→ **Выбранный отрывок**
● ● ● ● ●
Выбрать главу

Уход к красным, в дивизию Котовского, ранение под Вознесенском, возвращение и строй. Итого — около года — в дивизии Котовского. Затем около трех месяцев — в Первой Конной. Второе ранение. Лазарет. Затем полгода в Киевской ЧК у Жухрая, пока не свалился. Две недели — в Шепетовке, у матери. Опять Киев.

Около года — комсорг в железнодорожных мастерских. Несколько недель в Боярке: строительство дороги, тиф. Затем — четыре месяца дома у матери. Потом чуть больше полугода — помощник электромонтера в Киеве. Переезд в Берездов. Около года — военком и райкомщик в Берездове. Еще переезд — в губернский центр.

Потом — Москва: несколько дней на Шестом съезде комсомола. И еще два года, прошедшие в таком стремительном движении, что он даже не заметил их.

Затем — болезнь.

Жизнь словно обрывается. Корчагину двадцать лет. Двадцать лет — а пережито столько, что хватило бы на нормальный век человеческий. И все это вместилось в несколько весен и зим, в отрезочек между юностью и молодостью.
● ● ● ● ●
→ **Предоставленные данные**
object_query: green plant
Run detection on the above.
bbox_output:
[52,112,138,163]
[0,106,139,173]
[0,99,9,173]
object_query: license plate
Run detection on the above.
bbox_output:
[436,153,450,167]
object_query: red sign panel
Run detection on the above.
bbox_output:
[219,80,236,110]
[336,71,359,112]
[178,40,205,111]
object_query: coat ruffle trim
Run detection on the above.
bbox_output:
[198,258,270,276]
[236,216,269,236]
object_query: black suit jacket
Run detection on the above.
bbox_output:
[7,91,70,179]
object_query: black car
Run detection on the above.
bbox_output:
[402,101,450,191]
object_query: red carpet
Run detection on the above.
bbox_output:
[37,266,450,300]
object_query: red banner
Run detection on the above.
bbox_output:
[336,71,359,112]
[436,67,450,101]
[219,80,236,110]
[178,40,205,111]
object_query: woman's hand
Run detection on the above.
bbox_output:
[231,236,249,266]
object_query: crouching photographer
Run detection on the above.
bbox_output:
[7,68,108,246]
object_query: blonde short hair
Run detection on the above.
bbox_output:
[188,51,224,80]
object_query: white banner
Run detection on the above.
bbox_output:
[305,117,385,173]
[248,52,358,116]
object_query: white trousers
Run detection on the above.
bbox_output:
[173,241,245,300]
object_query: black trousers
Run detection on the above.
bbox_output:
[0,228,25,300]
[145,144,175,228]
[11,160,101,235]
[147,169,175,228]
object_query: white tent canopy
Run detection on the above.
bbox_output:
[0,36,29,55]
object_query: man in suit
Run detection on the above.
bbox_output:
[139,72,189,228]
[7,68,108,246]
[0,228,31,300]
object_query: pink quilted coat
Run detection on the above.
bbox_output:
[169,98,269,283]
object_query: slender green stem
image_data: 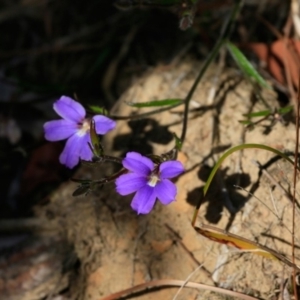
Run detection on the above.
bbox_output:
[180,0,243,143]
[109,101,184,120]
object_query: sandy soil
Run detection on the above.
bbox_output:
[2,59,300,300]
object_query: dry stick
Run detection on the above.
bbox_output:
[165,224,216,285]
[189,0,243,227]
[99,279,259,300]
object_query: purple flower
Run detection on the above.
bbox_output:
[116,152,184,214]
[44,96,116,168]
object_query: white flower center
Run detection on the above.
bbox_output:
[147,175,160,187]
[77,119,91,136]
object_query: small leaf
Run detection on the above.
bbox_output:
[90,120,103,157]
[173,132,182,151]
[89,105,108,116]
[278,105,293,115]
[127,99,182,107]
[239,120,252,125]
[226,42,271,89]
[72,185,91,197]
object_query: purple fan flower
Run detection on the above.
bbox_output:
[44,96,116,169]
[116,152,184,214]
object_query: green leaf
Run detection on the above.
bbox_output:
[226,41,271,89]
[127,99,182,108]
[278,105,293,115]
[90,120,103,157]
[239,120,252,125]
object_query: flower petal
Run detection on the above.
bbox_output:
[116,173,147,196]
[154,179,177,205]
[59,134,92,169]
[122,152,154,176]
[53,96,85,123]
[131,185,156,214]
[93,115,116,134]
[79,133,93,160]
[159,160,184,179]
[44,120,78,142]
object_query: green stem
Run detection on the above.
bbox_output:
[192,144,294,226]
[180,0,243,144]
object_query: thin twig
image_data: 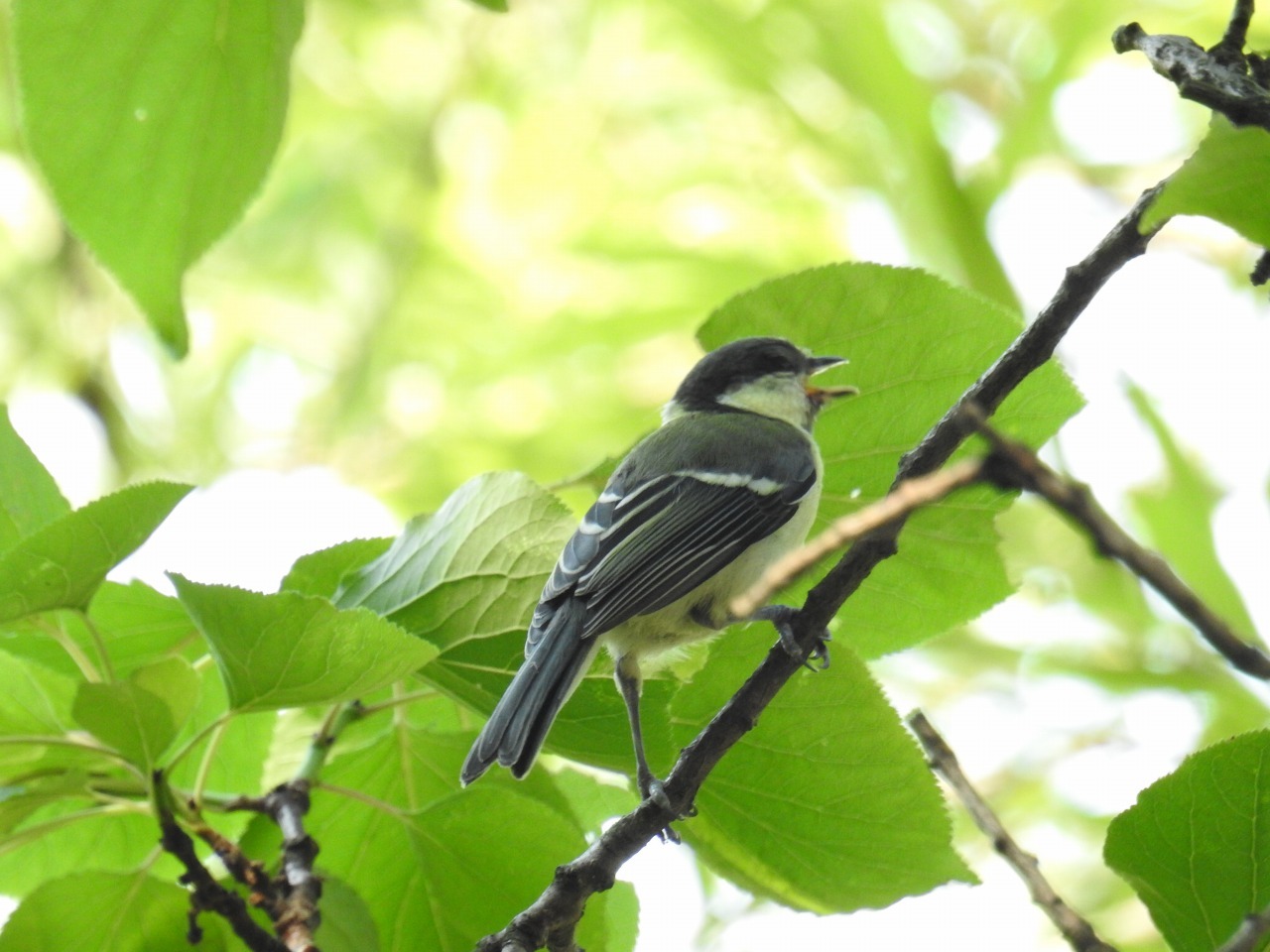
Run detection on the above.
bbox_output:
[794,182,1163,650]
[159,807,290,952]
[1212,0,1256,56]
[967,408,1270,680]
[908,711,1116,952]
[1216,906,1270,952]
[729,459,983,620]
[479,174,1161,952]
[1111,7,1270,130]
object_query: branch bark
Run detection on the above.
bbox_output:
[908,711,1116,952]
[159,808,290,952]
[1111,0,1270,130]
[729,459,983,621]
[1216,907,1270,952]
[967,408,1270,680]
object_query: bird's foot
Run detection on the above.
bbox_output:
[750,606,831,671]
[638,771,698,844]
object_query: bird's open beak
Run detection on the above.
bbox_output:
[806,357,860,407]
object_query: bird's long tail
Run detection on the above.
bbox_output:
[459,598,598,785]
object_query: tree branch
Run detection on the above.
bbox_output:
[1111,0,1270,130]
[908,711,1116,952]
[159,807,290,952]
[1216,906,1270,952]
[966,408,1270,680]
[477,185,1161,952]
[729,459,983,621]
[795,182,1163,649]
[220,781,321,952]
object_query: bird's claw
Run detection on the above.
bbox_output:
[750,606,831,671]
[639,774,698,844]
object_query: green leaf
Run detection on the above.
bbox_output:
[0,802,158,896]
[0,482,191,622]
[308,725,632,952]
[0,643,76,735]
[1103,731,1270,952]
[672,627,975,912]
[314,876,380,952]
[336,472,670,774]
[171,575,437,711]
[73,657,198,771]
[87,581,202,675]
[168,665,273,796]
[281,538,393,598]
[335,472,574,649]
[13,0,304,354]
[1129,386,1256,638]
[0,872,230,952]
[1138,115,1270,248]
[701,264,1080,657]
[0,404,71,551]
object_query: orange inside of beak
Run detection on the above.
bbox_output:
[804,386,860,407]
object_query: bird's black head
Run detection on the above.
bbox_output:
[663,337,856,427]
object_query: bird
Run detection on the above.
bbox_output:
[459,336,857,807]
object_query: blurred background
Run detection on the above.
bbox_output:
[0,0,1270,952]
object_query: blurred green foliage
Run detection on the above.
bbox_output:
[0,0,1223,514]
[0,0,1265,948]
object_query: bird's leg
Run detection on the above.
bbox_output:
[613,654,698,843]
[749,606,830,671]
[613,654,671,810]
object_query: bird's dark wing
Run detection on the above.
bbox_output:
[526,416,816,654]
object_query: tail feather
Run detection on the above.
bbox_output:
[459,598,598,785]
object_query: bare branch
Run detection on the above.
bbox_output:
● ● ● ● ●
→ **Задание**
Кем был Корчагин в Берездове около года, согласно выбранному отрывку?

→ **Ответ**
Военкомом и райкомщиком.